- **SET PROBLEM 1**: Rewrite the rows that open with the line containing "Task brief: identify the wooden bench" and close with the line containing "left=1156, top=154, right=1198, bottom=442", putting "downspout" in place of "drainpipe" and leaving everything else unchanged.

The crucial and counterintuitive insight is that line strength does not track chemical abundance. Nearly every star is roughly 71% hydrogen and 27% helium by mass, with everything heavier (astronomers lump these together as "metals") under 2%. Yet hydrogen lines vary wildly from class to class. What changes is the excitation and ionization state of the atoms — governed by temperature through the Saha and Boltzmann equations. An atom can only absorb a given wavelength if its electrons sit in the right starting energy level, and temperature decides how the electron populations are distributed.

- **SET PROBLEM 2**:
Answer these questions from the passage on stellar spectra:
(a) Roughly what percentage of a typical star's mass is hydrogen?
(b) What do astronomers call all the elements heavier than hydrogen and helium?
(c) Which equations govern the excitation and ionization state of the atoms?

- **PROVIDED RECORDS**:
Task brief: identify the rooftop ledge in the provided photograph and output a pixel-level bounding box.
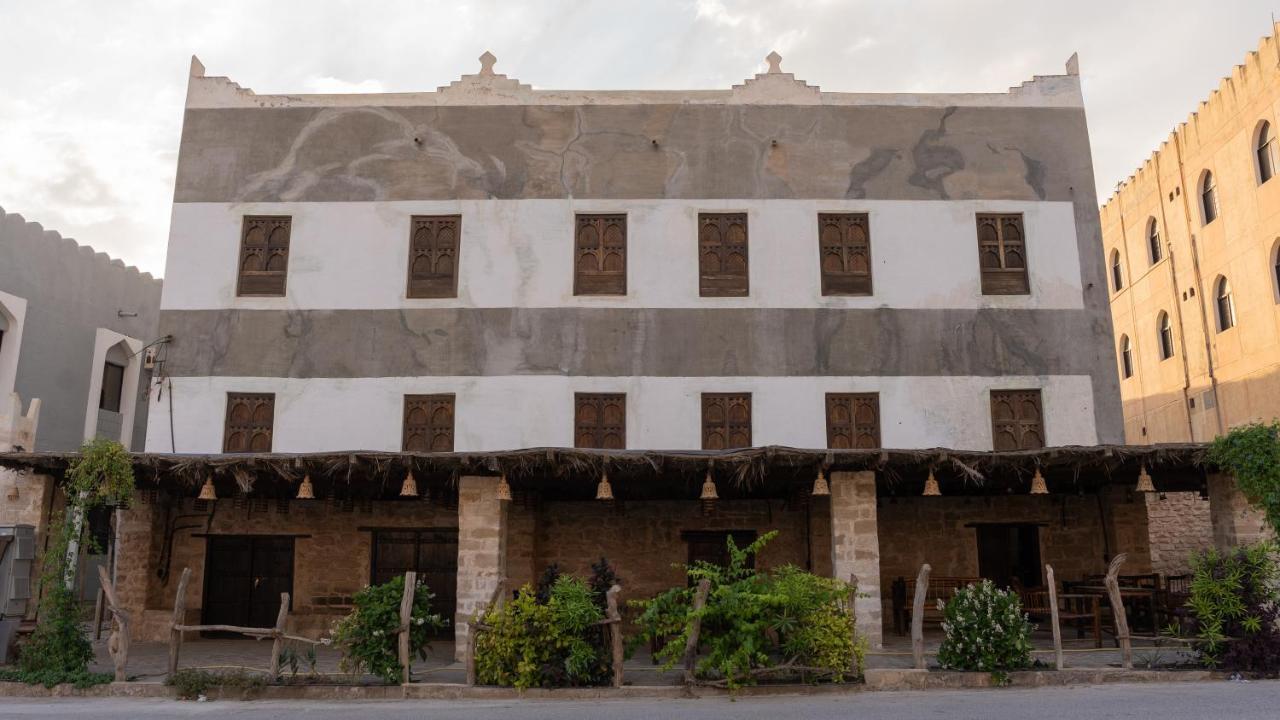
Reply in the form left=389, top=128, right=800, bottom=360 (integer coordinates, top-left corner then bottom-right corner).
left=187, top=53, right=1084, bottom=109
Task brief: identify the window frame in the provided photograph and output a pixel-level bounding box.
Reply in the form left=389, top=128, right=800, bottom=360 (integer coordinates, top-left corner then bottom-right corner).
left=236, top=215, right=293, bottom=297
left=404, top=214, right=462, bottom=300
left=573, top=213, right=628, bottom=297
left=818, top=213, right=874, bottom=297
left=401, top=392, right=458, bottom=452
left=826, top=392, right=883, bottom=450
left=573, top=392, right=627, bottom=450
left=701, top=392, right=755, bottom=450
left=223, top=392, right=275, bottom=455
left=989, top=388, right=1048, bottom=451
left=974, top=211, right=1032, bottom=295
left=698, top=211, right=751, bottom=297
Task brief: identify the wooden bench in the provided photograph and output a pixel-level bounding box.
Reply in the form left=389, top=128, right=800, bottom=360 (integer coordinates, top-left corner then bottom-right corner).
left=892, top=575, right=982, bottom=635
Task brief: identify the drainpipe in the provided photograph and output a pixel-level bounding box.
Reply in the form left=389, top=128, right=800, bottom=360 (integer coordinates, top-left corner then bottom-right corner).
left=1174, top=129, right=1226, bottom=434
left=1156, top=154, right=1198, bottom=442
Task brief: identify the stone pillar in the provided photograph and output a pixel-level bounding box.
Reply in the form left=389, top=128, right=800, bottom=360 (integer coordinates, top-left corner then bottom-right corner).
left=115, top=500, right=157, bottom=641
left=831, top=471, right=884, bottom=647
left=1208, top=474, right=1270, bottom=550
left=453, top=475, right=507, bottom=661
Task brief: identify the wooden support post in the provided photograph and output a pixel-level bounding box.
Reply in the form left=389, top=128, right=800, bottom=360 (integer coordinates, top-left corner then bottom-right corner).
left=911, top=562, right=933, bottom=670
left=97, top=565, right=129, bottom=683
left=268, top=592, right=289, bottom=683
left=399, top=570, right=417, bottom=684
left=1106, top=552, right=1133, bottom=670
left=604, top=585, right=622, bottom=688
left=849, top=574, right=860, bottom=678
left=169, top=568, right=191, bottom=678
left=685, top=578, right=712, bottom=685
left=1044, top=565, right=1066, bottom=670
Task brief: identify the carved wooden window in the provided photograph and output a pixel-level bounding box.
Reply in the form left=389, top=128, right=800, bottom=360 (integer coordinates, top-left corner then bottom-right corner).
left=402, top=395, right=453, bottom=452
left=991, top=389, right=1044, bottom=450
left=407, top=215, right=462, bottom=297
left=818, top=213, right=872, bottom=295
left=573, top=215, right=627, bottom=295
left=236, top=215, right=293, bottom=296
left=573, top=392, right=627, bottom=450
left=827, top=392, right=879, bottom=450
left=698, top=213, right=750, bottom=297
left=978, top=214, right=1030, bottom=295
left=703, top=392, right=751, bottom=450
left=223, top=392, right=275, bottom=452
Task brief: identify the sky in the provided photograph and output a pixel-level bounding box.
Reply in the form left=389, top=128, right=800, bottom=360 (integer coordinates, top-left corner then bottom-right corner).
left=0, top=0, right=1280, bottom=275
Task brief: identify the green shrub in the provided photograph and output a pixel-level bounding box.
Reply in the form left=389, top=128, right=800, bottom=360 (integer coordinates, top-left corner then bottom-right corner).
left=164, top=667, right=266, bottom=700
left=938, top=580, right=1032, bottom=673
left=476, top=574, right=611, bottom=689
left=0, top=670, right=115, bottom=689
left=630, top=533, right=865, bottom=688
left=1187, top=543, right=1280, bottom=675
left=333, top=575, right=448, bottom=683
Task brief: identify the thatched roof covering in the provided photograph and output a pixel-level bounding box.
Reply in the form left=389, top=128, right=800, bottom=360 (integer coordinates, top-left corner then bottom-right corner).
left=0, top=443, right=1213, bottom=500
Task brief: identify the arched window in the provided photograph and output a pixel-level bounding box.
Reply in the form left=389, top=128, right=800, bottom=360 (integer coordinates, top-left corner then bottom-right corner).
left=1201, top=170, right=1217, bottom=225
left=1156, top=311, right=1174, bottom=360
left=1111, top=250, right=1124, bottom=292
left=1147, top=218, right=1165, bottom=265
left=1213, top=277, right=1235, bottom=332
left=1254, top=120, right=1276, bottom=184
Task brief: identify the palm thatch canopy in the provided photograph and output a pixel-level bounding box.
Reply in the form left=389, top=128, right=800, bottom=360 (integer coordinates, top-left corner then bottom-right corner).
left=0, top=443, right=1216, bottom=500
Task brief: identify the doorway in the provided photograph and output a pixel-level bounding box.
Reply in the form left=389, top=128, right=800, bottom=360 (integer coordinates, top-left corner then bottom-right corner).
left=977, top=523, right=1043, bottom=588
left=201, top=536, right=293, bottom=637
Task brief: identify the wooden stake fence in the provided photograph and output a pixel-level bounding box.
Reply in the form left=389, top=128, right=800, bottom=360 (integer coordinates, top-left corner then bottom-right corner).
left=97, top=565, right=129, bottom=683
left=1105, top=552, right=1133, bottom=670
left=911, top=562, right=933, bottom=670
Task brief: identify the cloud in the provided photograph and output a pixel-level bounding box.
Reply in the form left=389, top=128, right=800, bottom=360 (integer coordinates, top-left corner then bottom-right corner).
left=0, top=0, right=1271, bottom=274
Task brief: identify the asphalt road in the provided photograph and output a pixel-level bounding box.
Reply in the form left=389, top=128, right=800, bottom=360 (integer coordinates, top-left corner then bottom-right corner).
left=0, top=682, right=1280, bottom=720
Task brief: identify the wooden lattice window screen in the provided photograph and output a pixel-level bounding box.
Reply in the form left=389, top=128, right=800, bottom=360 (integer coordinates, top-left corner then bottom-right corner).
left=407, top=215, right=462, bottom=297
left=703, top=392, right=751, bottom=450
left=573, top=392, right=627, bottom=450
left=236, top=215, right=293, bottom=297
left=223, top=392, right=275, bottom=452
left=402, top=395, right=453, bottom=452
left=991, top=389, right=1044, bottom=450
left=698, top=213, right=750, bottom=297
left=978, top=214, right=1030, bottom=295
left=573, top=215, right=627, bottom=295
left=827, top=392, right=881, bottom=450
left=818, top=213, right=872, bottom=295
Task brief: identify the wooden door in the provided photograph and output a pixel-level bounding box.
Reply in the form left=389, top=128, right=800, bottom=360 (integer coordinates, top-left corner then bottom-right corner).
left=201, top=536, right=293, bottom=628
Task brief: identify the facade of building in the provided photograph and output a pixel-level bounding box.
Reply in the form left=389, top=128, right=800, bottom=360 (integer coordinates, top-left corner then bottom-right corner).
left=72, top=54, right=1218, bottom=647
left=0, top=209, right=161, bottom=611
left=1101, top=25, right=1280, bottom=443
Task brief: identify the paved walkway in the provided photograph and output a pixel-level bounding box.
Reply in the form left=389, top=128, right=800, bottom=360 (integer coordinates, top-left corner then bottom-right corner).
left=0, top=680, right=1280, bottom=720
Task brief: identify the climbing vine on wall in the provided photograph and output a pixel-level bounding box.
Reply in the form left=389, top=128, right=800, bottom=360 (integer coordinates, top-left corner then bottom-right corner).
left=18, top=439, right=133, bottom=684
left=1208, top=423, right=1280, bottom=537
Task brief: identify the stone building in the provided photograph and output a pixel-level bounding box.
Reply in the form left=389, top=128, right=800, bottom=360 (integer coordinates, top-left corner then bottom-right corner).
left=0, top=209, right=161, bottom=601
left=1101, top=26, right=1280, bottom=568
left=10, top=53, right=1254, bottom=647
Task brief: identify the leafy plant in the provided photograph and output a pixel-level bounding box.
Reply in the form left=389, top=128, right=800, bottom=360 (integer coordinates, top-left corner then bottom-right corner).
left=476, top=566, right=611, bottom=689
left=18, top=438, right=133, bottom=679
left=165, top=667, right=266, bottom=700
left=333, top=575, right=448, bottom=683
left=938, top=580, right=1032, bottom=680
left=1208, top=421, right=1280, bottom=538
left=1187, top=543, right=1280, bottom=674
left=630, top=533, right=865, bottom=688
left=0, top=669, right=115, bottom=689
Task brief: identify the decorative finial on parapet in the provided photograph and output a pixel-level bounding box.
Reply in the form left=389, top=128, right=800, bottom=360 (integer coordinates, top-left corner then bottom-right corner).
left=764, top=50, right=782, bottom=74
left=1066, top=53, right=1080, bottom=76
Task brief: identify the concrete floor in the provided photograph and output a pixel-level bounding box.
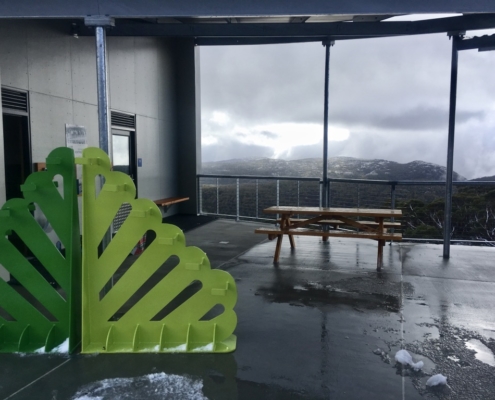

- **TASK ANSWER 1**:
Task brief: identify the wooden bench in the provided photograph and output a pixel-level bounding box.
Reply in the form left=389, top=128, right=800, bottom=360 (integer coordinates, top-left corner then bottom-right corner).
left=892, top=575, right=982, bottom=635
Task brief: identify the downspout in the provided photograph and output a pixel-level bounding box.
Reply in the form left=389, top=128, right=800, bottom=360 (integer coordinates, top-left corner then bottom-right corner).
left=1174, top=129, right=1226, bottom=434
left=1156, top=154, right=1198, bottom=442

- **TASK ANSWER 2**:
(a) Roughly 71%.
(b) "Metals."
(c) The Saha and Boltzmann equations.